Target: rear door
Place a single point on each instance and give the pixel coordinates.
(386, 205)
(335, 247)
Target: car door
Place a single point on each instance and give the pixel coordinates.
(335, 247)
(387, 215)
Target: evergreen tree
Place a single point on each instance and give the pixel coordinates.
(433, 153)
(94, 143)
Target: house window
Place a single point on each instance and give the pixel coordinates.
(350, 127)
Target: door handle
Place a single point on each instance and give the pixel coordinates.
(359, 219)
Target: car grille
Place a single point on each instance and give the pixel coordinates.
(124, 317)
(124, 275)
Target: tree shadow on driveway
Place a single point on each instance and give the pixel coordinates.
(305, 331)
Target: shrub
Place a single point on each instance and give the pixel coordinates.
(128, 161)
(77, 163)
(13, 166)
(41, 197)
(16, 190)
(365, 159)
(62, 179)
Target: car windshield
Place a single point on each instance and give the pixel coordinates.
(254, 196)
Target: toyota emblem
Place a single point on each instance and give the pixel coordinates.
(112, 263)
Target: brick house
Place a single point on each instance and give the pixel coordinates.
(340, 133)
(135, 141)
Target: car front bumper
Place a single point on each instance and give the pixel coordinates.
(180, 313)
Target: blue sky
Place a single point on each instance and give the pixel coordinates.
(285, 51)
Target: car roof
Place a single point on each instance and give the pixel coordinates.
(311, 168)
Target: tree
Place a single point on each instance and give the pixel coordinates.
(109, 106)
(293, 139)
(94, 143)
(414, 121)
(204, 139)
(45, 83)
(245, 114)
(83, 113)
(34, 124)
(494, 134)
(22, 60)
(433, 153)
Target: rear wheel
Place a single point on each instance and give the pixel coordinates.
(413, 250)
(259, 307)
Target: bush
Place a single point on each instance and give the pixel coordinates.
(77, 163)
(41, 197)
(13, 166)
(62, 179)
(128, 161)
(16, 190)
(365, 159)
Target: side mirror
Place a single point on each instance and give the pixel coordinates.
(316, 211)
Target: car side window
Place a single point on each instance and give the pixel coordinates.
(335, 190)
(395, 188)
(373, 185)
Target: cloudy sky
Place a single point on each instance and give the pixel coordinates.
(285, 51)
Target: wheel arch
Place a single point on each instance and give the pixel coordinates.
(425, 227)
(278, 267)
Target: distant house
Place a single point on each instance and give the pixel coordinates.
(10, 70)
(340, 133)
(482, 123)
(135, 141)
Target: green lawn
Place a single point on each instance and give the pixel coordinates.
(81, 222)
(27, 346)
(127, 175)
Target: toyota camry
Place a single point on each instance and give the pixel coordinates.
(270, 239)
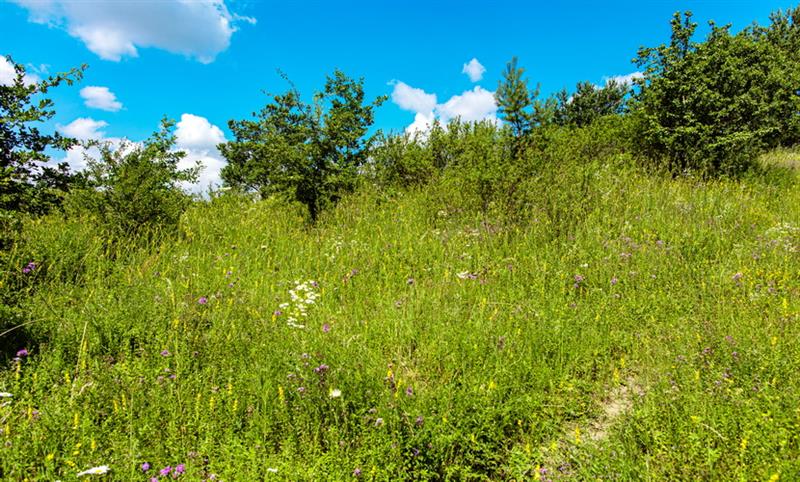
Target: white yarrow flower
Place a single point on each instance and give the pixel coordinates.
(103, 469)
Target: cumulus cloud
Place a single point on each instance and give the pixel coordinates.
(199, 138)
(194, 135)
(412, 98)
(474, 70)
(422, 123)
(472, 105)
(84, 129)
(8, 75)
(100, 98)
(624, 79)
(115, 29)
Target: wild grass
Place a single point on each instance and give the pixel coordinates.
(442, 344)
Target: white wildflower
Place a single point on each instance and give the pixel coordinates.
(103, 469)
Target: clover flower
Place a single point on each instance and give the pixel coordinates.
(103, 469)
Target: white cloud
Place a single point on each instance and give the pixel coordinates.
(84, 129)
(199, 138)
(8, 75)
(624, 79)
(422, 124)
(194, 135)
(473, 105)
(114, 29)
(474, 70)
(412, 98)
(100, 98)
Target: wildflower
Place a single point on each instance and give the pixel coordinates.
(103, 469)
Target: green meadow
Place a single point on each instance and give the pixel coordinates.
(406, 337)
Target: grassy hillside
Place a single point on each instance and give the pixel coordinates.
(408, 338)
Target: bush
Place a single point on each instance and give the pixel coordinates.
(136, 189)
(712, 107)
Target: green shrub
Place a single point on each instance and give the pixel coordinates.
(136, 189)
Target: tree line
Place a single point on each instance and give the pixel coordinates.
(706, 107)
··········
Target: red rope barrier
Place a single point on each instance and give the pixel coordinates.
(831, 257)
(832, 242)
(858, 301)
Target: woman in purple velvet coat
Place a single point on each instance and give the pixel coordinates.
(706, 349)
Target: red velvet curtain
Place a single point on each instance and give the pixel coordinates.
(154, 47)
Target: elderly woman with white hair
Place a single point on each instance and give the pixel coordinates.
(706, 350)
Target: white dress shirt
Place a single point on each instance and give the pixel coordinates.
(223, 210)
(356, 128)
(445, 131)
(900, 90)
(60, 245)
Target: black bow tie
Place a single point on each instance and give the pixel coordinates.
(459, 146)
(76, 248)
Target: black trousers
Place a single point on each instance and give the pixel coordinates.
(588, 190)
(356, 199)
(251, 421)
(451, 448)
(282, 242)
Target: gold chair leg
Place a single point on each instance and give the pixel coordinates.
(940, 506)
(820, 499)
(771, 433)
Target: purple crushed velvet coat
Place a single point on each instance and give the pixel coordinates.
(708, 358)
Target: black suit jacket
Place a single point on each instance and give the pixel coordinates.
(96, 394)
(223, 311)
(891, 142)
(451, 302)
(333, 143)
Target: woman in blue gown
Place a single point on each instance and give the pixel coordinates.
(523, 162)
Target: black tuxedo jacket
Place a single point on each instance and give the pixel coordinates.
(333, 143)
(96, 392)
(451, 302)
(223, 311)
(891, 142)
··········
» WHAT NEEDS TO BE DONE
Pick out every line of the entries above that contains the string "wildflower", matching case, and copy each one.

» ANSWER TO THIS TASK
Target: white wildflower
Target: wildflower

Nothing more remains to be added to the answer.